— Begin Material for this exercise —

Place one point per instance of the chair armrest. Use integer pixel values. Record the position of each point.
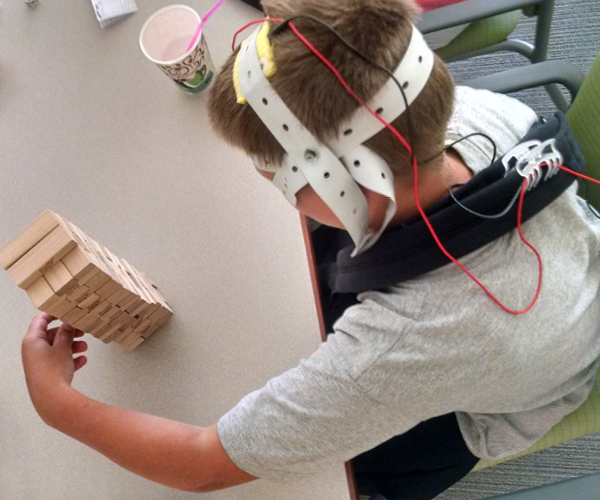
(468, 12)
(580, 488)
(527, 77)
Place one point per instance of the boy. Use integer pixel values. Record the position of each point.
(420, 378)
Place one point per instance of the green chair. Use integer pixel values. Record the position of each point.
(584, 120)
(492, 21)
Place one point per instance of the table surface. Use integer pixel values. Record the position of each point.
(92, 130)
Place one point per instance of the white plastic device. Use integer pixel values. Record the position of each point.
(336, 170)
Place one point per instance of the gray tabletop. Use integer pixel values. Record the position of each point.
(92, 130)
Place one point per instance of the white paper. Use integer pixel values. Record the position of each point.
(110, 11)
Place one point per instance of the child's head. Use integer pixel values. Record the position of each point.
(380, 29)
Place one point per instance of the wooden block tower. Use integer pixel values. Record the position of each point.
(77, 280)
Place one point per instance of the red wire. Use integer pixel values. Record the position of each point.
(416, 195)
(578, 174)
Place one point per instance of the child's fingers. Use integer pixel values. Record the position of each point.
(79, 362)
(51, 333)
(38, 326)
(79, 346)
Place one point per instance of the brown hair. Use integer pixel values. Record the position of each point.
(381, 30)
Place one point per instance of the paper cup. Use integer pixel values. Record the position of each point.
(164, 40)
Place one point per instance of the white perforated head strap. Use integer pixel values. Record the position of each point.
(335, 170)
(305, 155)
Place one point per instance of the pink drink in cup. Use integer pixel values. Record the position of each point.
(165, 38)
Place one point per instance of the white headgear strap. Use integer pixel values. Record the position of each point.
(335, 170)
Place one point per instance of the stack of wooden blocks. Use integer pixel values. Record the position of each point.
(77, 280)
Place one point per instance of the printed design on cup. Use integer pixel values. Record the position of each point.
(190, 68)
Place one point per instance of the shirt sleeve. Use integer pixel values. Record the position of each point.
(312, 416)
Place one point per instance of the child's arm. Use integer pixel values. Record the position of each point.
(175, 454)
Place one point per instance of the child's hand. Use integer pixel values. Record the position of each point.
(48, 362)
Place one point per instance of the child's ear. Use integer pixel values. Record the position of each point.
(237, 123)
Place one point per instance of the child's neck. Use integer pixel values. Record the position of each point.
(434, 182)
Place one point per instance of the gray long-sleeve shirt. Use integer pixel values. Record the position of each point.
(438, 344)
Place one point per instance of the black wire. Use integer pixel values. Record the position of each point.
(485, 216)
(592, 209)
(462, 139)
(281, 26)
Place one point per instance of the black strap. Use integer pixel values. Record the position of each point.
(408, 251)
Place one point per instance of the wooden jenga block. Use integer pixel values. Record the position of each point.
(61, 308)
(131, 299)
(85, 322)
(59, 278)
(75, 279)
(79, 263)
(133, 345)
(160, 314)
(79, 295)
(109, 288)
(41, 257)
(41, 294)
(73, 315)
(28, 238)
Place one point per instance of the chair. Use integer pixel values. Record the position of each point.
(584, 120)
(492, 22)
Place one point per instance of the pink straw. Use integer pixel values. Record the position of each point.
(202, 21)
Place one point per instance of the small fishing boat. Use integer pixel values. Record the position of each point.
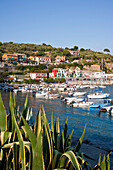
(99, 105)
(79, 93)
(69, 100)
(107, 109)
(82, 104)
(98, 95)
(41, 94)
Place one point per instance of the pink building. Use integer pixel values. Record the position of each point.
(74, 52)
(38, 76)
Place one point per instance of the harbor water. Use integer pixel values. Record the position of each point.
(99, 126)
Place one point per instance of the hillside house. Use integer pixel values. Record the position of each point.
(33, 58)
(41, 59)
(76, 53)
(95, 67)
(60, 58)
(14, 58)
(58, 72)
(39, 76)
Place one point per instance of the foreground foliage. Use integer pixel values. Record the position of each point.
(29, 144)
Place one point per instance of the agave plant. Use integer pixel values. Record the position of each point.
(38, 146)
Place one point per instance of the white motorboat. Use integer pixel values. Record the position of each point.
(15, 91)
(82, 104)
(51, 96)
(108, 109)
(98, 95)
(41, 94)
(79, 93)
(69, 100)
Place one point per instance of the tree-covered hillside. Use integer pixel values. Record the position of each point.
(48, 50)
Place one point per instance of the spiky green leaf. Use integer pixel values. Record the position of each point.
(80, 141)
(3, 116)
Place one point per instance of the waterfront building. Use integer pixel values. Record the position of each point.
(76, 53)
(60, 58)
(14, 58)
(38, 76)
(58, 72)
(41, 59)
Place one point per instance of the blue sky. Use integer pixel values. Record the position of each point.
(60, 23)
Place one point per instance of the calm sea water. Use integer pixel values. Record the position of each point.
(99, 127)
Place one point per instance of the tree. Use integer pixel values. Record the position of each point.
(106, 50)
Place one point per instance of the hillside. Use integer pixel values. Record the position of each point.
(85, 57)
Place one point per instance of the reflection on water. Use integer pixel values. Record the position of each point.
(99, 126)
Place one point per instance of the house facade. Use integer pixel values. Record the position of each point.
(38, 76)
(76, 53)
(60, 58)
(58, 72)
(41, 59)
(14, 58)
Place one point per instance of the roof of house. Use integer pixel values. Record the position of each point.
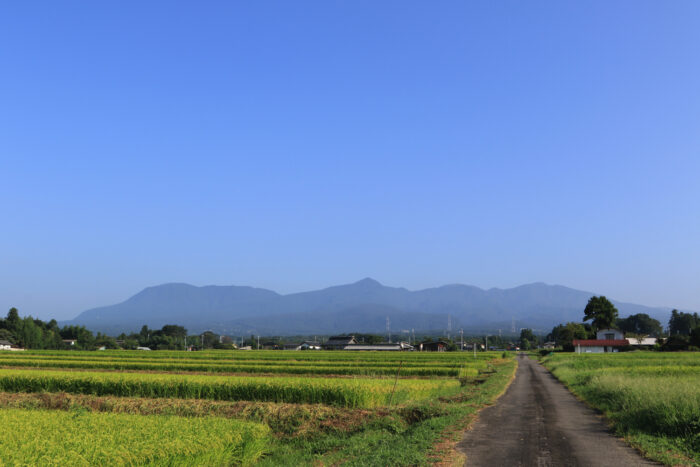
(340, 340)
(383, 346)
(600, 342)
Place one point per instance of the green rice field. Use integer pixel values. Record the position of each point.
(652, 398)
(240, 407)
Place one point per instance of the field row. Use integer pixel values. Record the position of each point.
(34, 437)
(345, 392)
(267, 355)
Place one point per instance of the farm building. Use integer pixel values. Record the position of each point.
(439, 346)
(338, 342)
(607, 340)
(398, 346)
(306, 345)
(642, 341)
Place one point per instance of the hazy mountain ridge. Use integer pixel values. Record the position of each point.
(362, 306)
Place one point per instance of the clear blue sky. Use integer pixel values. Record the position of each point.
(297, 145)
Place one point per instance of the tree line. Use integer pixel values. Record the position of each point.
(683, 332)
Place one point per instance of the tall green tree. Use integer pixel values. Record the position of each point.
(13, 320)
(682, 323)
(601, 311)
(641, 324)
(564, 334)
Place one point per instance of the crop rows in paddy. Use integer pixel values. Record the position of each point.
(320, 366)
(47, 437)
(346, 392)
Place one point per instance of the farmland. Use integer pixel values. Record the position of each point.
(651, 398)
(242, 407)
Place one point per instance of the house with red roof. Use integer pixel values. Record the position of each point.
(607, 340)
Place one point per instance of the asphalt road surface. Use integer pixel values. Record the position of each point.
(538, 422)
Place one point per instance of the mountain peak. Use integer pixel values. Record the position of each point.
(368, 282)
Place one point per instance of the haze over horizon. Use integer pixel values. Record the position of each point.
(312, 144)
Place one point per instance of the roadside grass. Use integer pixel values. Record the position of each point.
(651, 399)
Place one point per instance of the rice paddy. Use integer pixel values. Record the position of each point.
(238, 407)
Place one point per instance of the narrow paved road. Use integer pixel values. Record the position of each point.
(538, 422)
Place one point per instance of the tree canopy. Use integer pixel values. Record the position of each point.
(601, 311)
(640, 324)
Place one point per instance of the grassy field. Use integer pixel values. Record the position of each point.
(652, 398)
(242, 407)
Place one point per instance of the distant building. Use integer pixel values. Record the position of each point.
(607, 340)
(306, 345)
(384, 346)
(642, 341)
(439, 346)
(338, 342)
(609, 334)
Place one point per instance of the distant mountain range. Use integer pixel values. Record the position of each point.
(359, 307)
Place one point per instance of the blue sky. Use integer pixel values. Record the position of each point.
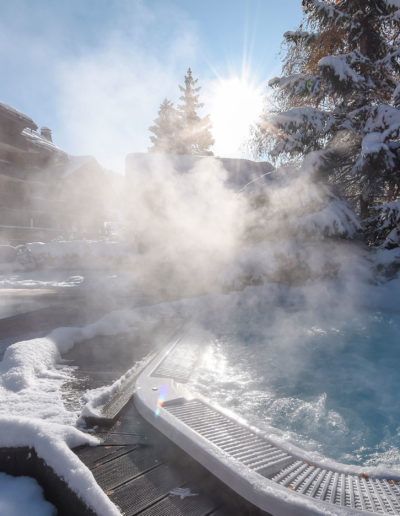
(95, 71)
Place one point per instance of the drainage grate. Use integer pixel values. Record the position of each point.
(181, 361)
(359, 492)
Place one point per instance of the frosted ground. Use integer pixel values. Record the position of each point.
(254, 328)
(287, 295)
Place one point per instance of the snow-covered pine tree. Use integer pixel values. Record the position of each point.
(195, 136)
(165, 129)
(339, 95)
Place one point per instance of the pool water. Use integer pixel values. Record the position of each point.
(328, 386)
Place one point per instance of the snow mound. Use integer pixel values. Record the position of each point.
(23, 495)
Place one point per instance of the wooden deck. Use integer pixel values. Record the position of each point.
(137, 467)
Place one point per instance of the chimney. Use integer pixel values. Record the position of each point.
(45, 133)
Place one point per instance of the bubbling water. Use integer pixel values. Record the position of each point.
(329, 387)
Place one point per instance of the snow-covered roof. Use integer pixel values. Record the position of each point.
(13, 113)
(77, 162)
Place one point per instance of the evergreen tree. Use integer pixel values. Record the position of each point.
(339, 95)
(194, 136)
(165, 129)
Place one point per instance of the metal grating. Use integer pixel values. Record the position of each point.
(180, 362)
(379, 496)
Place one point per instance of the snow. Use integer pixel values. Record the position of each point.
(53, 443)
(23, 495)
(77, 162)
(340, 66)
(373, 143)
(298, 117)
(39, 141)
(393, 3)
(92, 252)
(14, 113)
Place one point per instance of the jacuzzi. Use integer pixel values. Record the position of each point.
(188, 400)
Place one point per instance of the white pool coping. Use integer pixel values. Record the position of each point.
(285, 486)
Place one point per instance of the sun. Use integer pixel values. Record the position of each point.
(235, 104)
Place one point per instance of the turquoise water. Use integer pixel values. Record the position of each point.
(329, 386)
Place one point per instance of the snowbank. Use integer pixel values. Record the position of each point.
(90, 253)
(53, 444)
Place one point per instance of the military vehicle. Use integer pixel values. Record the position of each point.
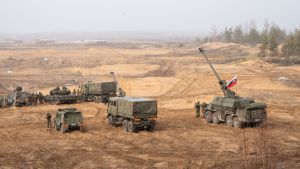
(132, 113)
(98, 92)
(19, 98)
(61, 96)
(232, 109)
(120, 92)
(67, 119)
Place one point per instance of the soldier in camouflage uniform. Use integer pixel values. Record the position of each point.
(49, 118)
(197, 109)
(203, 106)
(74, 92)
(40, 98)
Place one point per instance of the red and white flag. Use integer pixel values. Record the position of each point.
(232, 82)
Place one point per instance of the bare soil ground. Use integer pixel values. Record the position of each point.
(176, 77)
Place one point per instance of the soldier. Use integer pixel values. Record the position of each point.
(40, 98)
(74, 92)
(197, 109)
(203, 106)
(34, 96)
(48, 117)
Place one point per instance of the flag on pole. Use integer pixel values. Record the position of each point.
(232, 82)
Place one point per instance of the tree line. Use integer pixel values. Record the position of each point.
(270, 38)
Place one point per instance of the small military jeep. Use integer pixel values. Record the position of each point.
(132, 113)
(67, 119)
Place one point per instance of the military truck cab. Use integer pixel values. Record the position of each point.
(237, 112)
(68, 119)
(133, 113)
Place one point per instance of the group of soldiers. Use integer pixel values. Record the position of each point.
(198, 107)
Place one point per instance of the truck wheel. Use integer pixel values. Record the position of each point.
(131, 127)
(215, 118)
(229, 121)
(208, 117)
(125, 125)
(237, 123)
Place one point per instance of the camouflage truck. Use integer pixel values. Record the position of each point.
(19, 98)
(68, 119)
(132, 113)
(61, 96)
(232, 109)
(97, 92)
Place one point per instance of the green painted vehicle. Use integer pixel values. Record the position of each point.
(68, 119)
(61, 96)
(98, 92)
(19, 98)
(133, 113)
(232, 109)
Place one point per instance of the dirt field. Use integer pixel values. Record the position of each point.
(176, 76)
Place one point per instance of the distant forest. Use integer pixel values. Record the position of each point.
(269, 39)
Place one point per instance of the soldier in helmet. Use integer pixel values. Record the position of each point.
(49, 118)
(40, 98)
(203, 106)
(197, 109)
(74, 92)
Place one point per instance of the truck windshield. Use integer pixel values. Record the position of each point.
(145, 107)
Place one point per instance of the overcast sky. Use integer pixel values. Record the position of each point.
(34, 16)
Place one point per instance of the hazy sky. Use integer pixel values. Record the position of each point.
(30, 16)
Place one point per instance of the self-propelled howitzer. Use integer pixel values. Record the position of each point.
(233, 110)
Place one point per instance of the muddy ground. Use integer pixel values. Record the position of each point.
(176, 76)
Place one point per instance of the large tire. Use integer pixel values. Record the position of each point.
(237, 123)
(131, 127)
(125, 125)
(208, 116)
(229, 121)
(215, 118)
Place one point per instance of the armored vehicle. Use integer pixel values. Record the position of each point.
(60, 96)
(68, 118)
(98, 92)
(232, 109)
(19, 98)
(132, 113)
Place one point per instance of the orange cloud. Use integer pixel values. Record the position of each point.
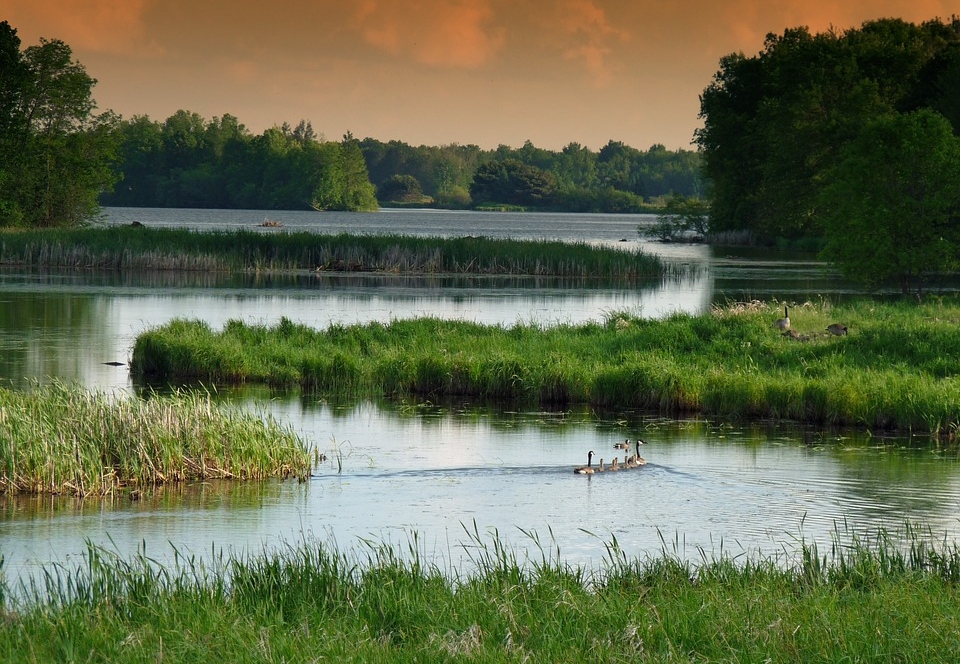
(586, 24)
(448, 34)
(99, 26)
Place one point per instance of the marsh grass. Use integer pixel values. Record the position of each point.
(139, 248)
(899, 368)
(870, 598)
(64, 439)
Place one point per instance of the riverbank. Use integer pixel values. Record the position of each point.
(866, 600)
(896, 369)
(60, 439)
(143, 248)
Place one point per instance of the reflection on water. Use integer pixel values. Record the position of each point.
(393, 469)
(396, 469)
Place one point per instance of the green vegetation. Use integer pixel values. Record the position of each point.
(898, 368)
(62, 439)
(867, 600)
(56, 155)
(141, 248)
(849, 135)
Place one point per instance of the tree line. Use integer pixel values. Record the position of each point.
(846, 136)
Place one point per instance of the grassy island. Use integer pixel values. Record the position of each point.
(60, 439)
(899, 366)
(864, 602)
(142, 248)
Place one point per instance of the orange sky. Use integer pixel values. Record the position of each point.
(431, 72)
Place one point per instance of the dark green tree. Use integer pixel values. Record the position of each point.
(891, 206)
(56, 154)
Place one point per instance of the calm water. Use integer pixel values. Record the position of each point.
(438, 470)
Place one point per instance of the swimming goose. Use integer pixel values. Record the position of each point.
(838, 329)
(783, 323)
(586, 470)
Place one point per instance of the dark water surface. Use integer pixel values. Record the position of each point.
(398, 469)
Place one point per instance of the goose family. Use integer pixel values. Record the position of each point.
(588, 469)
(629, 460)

— End Material for this exercise —

Could you return, word for word, every line from the one containing "Place one point per instance of the goose" through the end of the items, both ends included?

Place one point per instance of the goose family. Use integer pixel values. Record the position of each point.
(588, 469)
(629, 460)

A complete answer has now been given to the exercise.